=== Stated exercise ===
Turn the lines below, starting at the first one and ending at the line that contains "[0,0,400,21]", into a numbered list without blank lines. Leave the pictures out.

=== The data ===
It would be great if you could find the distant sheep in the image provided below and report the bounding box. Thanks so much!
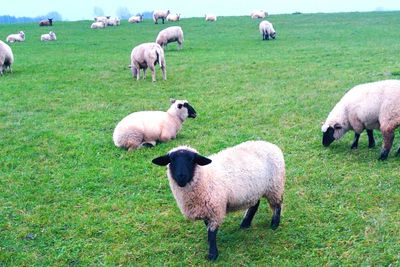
[153,10,170,24]
[7,31,25,43]
[113,99,196,151]
[205,14,217,21]
[40,31,57,41]
[258,20,276,40]
[0,40,14,75]
[130,43,167,82]
[156,26,183,49]
[152,141,285,260]
[167,14,181,21]
[39,19,53,26]
[321,80,400,160]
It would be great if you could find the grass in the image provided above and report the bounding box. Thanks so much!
[0,12,400,266]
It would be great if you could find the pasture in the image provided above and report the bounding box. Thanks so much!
[0,12,400,266]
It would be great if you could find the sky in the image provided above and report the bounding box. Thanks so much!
[0,0,400,21]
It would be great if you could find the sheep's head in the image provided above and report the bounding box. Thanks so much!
[152,146,211,187]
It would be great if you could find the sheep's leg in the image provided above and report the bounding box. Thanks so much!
[240,200,260,229]
[351,133,360,149]
[367,129,375,148]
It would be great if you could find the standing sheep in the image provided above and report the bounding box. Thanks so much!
[321,80,400,160]
[153,10,170,24]
[113,99,196,151]
[156,26,183,49]
[130,43,167,82]
[7,31,25,43]
[152,141,285,260]
[258,20,276,40]
[0,40,14,75]
[40,31,57,41]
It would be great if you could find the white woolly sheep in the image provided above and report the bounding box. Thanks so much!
[0,40,14,75]
[156,26,183,49]
[152,141,285,260]
[258,20,276,40]
[250,10,268,19]
[113,99,196,151]
[167,14,181,21]
[205,14,217,21]
[321,80,400,160]
[128,15,143,23]
[153,10,170,24]
[40,31,57,41]
[130,43,167,82]
[7,31,25,43]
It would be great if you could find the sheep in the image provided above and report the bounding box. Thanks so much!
[258,20,276,40]
[167,14,181,21]
[40,31,57,41]
[156,26,183,49]
[130,43,167,82]
[90,21,106,29]
[128,14,143,23]
[321,80,400,160]
[152,141,285,260]
[7,31,25,43]
[205,14,217,21]
[39,19,53,26]
[153,10,170,24]
[113,99,197,151]
[0,40,14,75]
[250,10,268,19]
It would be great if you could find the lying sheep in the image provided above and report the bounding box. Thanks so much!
[321,80,400,160]
[0,40,14,75]
[90,21,106,29]
[156,26,183,49]
[7,31,25,43]
[40,31,57,41]
[153,10,170,24]
[205,14,217,21]
[258,20,276,40]
[167,14,181,21]
[152,141,285,260]
[130,43,167,82]
[250,10,268,19]
[113,99,196,151]
[128,15,143,23]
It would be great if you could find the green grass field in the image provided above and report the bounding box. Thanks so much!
[0,12,400,266]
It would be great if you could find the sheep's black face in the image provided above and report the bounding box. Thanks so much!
[322,127,335,147]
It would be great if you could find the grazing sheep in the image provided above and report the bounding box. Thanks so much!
[130,43,167,82]
[250,10,268,19]
[258,20,276,40]
[205,14,217,21]
[321,80,400,160]
[39,19,53,26]
[7,31,25,43]
[128,14,143,23]
[90,21,106,29]
[167,14,181,21]
[113,99,196,151]
[152,141,285,260]
[0,40,14,75]
[153,10,170,24]
[156,26,183,49]
[40,31,57,41]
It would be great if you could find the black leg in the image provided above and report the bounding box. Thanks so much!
[240,200,260,229]
[271,204,281,230]
[208,228,218,261]
[367,130,375,148]
[351,133,360,149]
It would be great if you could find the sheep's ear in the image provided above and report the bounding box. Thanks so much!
[151,155,171,166]
[195,154,212,166]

=== Exercise solution ===
1. It would be great if you could find the distant sheep in the image provided below and report the bounding box. Thanks so much!
2. [153,10,170,24]
3. [7,31,25,43]
4. [113,99,196,151]
5. [205,14,217,21]
6. [40,31,57,41]
7. [258,20,276,40]
8. [0,40,14,75]
9. [130,43,167,82]
10. [156,26,183,49]
11. [152,141,285,260]
12. [167,14,181,21]
13. [39,19,53,26]
14. [321,80,400,160]
15. It would be great if you could find the grass in the image provided above and report the bounding box. Thanks so much!
16. [0,12,400,266]
17. It would be great if you could find the pasture in the image provided above and report the bounding box. Thanks so much!
18. [0,12,400,266]
19. It would be great if you could find the sky in the image provided above and report the bounding box. Thanks so much!
20. [0,0,400,21]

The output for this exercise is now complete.